* What the task asks:
Reproduce each of the rows below character for character, leaving nothing out and changing nothing.
# # # #
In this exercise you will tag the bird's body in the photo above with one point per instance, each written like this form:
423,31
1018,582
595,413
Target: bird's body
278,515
# # # #
* Solution to the problem:
In this exercise you will tag the bird's body in the photo above with one point per instance, each written like this form:
423,31
1018,582
595,413
Target: bird's body
278,515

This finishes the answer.